[Stored entries]
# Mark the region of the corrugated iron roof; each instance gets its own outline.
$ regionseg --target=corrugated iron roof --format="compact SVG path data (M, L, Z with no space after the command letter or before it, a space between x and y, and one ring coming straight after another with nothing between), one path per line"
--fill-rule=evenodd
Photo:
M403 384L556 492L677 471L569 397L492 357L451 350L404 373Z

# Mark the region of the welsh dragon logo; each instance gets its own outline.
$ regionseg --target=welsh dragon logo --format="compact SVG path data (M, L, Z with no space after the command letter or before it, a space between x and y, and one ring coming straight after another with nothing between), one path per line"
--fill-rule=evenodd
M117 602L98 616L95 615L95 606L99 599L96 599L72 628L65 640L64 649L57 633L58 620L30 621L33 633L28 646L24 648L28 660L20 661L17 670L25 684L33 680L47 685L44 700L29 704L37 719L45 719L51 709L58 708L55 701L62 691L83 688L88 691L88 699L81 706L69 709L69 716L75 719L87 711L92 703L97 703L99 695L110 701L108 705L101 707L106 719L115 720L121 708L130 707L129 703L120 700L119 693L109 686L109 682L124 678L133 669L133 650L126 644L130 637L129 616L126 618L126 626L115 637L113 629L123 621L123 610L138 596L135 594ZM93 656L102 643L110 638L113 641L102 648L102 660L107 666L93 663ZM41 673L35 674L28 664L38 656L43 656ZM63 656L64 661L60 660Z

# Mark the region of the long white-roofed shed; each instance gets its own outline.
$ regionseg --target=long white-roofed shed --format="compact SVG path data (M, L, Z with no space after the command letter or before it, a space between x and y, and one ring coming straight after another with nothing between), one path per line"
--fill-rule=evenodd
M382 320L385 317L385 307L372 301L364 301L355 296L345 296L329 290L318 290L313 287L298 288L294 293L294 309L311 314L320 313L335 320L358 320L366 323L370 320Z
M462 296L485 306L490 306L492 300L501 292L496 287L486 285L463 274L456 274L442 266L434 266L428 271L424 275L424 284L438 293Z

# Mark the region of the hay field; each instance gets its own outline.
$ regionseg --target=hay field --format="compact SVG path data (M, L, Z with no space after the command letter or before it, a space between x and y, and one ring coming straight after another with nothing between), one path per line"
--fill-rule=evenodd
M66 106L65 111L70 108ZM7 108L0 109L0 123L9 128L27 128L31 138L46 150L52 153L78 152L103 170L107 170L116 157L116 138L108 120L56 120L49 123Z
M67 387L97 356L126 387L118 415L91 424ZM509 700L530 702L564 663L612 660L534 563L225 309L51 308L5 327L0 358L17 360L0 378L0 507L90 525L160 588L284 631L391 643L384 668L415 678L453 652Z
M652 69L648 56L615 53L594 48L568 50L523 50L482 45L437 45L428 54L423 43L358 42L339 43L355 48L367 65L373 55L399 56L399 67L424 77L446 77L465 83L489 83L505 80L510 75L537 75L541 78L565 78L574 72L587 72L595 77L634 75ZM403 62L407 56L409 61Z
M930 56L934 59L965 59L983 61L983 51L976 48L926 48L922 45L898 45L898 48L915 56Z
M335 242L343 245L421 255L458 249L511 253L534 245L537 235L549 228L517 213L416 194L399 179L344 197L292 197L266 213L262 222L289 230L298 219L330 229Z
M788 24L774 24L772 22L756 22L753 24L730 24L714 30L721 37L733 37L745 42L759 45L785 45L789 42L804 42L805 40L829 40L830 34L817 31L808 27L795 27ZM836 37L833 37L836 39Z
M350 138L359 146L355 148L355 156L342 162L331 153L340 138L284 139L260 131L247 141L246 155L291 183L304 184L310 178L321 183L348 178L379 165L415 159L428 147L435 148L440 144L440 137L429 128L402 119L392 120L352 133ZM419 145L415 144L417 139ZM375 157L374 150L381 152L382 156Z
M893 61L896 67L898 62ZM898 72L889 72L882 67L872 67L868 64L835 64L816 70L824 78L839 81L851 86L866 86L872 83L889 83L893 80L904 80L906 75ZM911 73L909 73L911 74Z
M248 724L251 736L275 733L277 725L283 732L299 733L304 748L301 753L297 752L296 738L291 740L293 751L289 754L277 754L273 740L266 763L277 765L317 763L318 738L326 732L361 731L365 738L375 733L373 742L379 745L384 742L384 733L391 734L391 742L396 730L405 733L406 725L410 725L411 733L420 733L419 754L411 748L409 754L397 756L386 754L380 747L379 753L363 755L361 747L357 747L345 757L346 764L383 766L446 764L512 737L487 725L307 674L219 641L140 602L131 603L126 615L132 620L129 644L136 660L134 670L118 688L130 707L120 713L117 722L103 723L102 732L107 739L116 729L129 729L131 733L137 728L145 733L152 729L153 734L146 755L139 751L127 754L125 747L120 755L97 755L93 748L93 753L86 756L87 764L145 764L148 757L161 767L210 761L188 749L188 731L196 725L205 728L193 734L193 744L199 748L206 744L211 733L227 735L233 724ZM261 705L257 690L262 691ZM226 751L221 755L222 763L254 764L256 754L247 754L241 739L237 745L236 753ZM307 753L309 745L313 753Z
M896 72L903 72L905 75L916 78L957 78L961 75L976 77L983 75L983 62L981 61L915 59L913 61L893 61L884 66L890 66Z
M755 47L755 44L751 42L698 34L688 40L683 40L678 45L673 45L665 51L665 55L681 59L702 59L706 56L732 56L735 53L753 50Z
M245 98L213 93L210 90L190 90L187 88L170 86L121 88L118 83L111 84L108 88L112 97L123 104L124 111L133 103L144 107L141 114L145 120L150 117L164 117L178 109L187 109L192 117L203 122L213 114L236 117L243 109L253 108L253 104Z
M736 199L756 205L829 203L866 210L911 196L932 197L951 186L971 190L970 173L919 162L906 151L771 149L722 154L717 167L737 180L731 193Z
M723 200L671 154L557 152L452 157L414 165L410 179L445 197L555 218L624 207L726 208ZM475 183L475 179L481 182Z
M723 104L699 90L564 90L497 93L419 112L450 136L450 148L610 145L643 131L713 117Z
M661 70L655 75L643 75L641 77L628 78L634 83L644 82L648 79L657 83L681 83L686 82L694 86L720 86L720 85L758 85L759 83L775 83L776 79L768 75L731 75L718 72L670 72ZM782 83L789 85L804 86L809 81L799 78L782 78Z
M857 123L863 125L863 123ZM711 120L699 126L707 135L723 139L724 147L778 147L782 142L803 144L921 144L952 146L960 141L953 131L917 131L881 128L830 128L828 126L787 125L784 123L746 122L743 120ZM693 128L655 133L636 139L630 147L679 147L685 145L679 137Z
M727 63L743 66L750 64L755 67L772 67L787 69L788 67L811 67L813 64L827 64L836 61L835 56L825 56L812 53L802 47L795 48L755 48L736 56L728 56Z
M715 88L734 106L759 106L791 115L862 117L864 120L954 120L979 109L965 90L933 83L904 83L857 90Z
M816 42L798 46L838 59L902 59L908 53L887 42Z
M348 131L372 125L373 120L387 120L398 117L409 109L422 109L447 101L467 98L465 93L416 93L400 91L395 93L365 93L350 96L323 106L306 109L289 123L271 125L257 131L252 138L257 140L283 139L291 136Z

Task to complete: Copy out every one of the entries above, each line reproduced without any change.

Result of the exercise:
# Mark the region of the corrugated iron roof; each instance gets its own outline.
$ regionseg --target=corrugated iron roof --format="compact SVG path data (M, L, Z with no space after the command letter or before it, a space between x and y, and one ring coming straight after another with nothing between), one path per line"
--fill-rule=evenodd
Photo:
M403 384L556 492L677 471L569 397L492 357L451 350L404 373Z

# Mark the region of the welsh dragon logo; each instance gets its own outline.
$ regionseg --target=welsh dragon logo --format="compact SVG path data (M, L, Z with no space after the command letter or before it, a space between x and y, and one ring coming straight after another with nothing between), one path per line"
--fill-rule=evenodd
M117 602L98 616L95 615L95 606L99 599L96 599L72 628L65 640L64 649L57 633L58 620L30 621L33 633L28 646L24 648L28 660L20 661L17 670L25 684L33 680L47 685L44 700L29 704L37 719L45 719L51 709L58 708L55 701L62 691L83 688L88 691L88 699L81 706L69 709L69 716L75 719L87 711L92 703L97 703L99 695L110 701L108 705L101 707L106 719L115 720L121 708L130 707L129 703L120 700L119 693L109 686L109 682L124 678L133 669L133 650L126 644L130 637L129 616L126 618L126 626L115 637L113 629L123 621L123 610L138 596L135 594ZM93 656L102 643L110 638L113 641L102 648L102 660L107 666L93 663ZM41 673L35 674L28 664L38 656L43 656ZM63 656L64 661L60 660Z

# Mark the region of the long white-roofed shed; each instance gets its own outline.
$ regionseg --target=long white-roofed shed --format="compact SVG path data (M, L, Z with no space after the command letter or before it, a space between x and y, and one ring coming straight after another with nothing between), one path per line"
--fill-rule=evenodd
M382 320L385 317L385 307L372 301L364 301L355 296L345 296L329 290L318 290L313 287L298 288L294 293L294 309L311 314L320 313L335 320L358 320L366 323L370 320Z
M462 296L485 306L490 306L492 300L501 292L496 287L486 285L463 274L456 274L442 266L434 266L428 271L424 275L424 284L438 293Z

# Mark the region of the hay field; each instance gets its own outline.
$ regionseg --target=hay field --format="compact SVG path data (M, L, Z with no space after the command letter or before it, a space between x and y, and one ring coming straight after another with nothing between), one path per line"
--fill-rule=evenodd
M66 106L65 111L70 108ZM7 108L0 109L0 123L9 128L27 128L31 138L46 150L52 153L78 152L103 170L107 170L116 157L116 138L108 120L56 120L49 123Z
M67 387L97 356L126 387L118 415L91 424ZM509 700L530 702L564 663L612 660L534 563L225 309L51 308L5 327L0 358L17 360L0 378L0 507L90 525L160 588L284 631L391 643L384 668L415 678L453 652Z
M652 69L648 56L615 53L594 48L568 50L523 50L482 45L437 45L428 54L423 43L358 42L339 43L355 48L367 65L373 55L399 56L399 67L424 77L446 77L465 83L489 83L505 80L510 75L537 75L541 78L565 78L574 72L587 72L595 77L634 75ZM403 62L407 56L409 61Z
M930 56L934 59L965 59L983 61L983 51L976 48L926 48L922 45L898 45L898 48L915 56Z
M335 242L343 245L421 255L458 249L511 253L534 245L537 235L549 228L517 213L416 194L399 179L344 197L292 197L266 213L262 222L289 230L298 219L330 229Z
M788 24L774 24L772 22L756 22L753 24L730 24L714 30L721 37L733 37L745 42L759 45L785 45L789 42L804 42L805 40L829 40L830 34L817 31L808 27L795 27ZM836 37L833 37L836 39Z
M350 138L359 146L355 148L355 156L342 162L331 153L340 138L284 139L260 131L247 141L246 155L291 183L304 184L310 178L321 183L348 178L379 165L415 159L428 147L435 148L440 144L440 137L429 128L402 119L392 120L352 133ZM419 145L415 144L417 139ZM375 157L374 150L381 152L382 156Z
M893 61L896 67L898 62ZM898 72L889 72L882 67L872 67L868 64L835 64L816 70L824 78L839 81L851 86L866 86L872 83L889 83L893 80L904 80L906 75ZM911 73L909 73L911 74Z
M248 724L251 736L275 733L277 725L283 732L299 733L304 748L301 753L297 752L296 738L291 740L293 751L289 754L277 754L273 740L266 763L277 765L317 763L318 738L326 732L361 731L365 738L375 733L373 742L379 745L384 742L384 733L391 734L391 742L396 730L405 733L406 725L410 725L411 733L420 733L419 754L411 748L409 754L397 756L386 754L380 747L379 753L363 755L361 747L357 747L345 757L346 764L383 766L446 764L512 737L487 725L307 674L219 641L140 602L131 603L126 615L132 620L129 644L136 660L134 670L118 688L130 707L120 713L117 722L103 723L102 732L107 739L116 729L129 729L131 733L137 728L145 733L152 729L153 734L146 755L139 751L127 754L125 747L120 755L97 755L93 748L93 753L86 756L87 764L145 764L148 757L161 767L210 761L188 749L188 731L196 725L205 728L193 734L193 744L199 748L206 744L211 733L227 735L233 724ZM261 705L257 690L262 691ZM226 751L221 755L222 763L254 764L256 754L247 754L241 739L237 745L236 753ZM307 753L309 745L313 753Z
M896 72L903 72L905 75L916 78L957 78L961 75L976 77L983 75L983 62L981 61L915 59L913 61L893 61L884 66L890 66Z
M755 47L755 44L751 42L698 34L688 40L683 40L678 45L673 45L665 51L665 55L681 59L702 59L706 56L732 56L735 53L753 50Z
M245 98L213 93L210 90L190 90L187 88L170 86L121 88L118 83L111 84L108 88L112 97L123 104L124 111L133 103L144 107L141 114L145 120L150 117L164 117L178 109L187 109L192 117L203 122L213 114L236 117L243 109L253 108L253 104Z
M736 199L756 205L829 203L866 210L911 196L932 197L951 186L971 190L970 173L919 162L906 151L771 149L722 154L717 167L737 180L731 193Z
M723 200L671 154L557 152L452 157L414 165L410 179L445 197L555 218L624 207L726 208ZM475 183L475 179L481 182Z
M723 104L699 90L564 90L497 93L419 112L450 136L450 148L610 145L643 131L713 117Z
M661 70L655 75L643 75L641 77L628 78L634 83L644 82L648 79L657 83L681 83L686 82L694 86L720 86L720 85L758 85L759 83L775 83L776 79L768 75L731 75L718 72L670 72ZM782 83L789 85L804 86L809 81L799 78L782 78Z
M857 123L863 125L863 123ZM711 120L699 126L707 135L723 139L724 147L778 147L782 142L803 144L921 144L952 146L960 141L953 131L917 131L881 128L830 128L828 126L787 125L784 123L746 122L743 120ZM693 128L655 133L636 139L630 147L679 147L685 145L679 137Z
M727 63L743 66L750 64L755 67L772 67L787 69L788 67L811 67L813 64L827 64L836 61L835 56L825 56L812 53L802 47L795 48L755 48L736 56L728 56Z
M715 88L734 106L759 106L791 115L862 117L864 120L954 120L979 109L965 90L933 83L904 83L857 90Z
M816 42L798 46L838 59L902 59L908 53L887 42Z
M348 131L372 125L373 120L387 120L398 117L409 109L422 109L447 101L467 98L465 93L416 93L400 91L395 93L365 93L350 96L323 106L306 109L289 123L271 125L257 131L252 138L257 140L283 139L291 136Z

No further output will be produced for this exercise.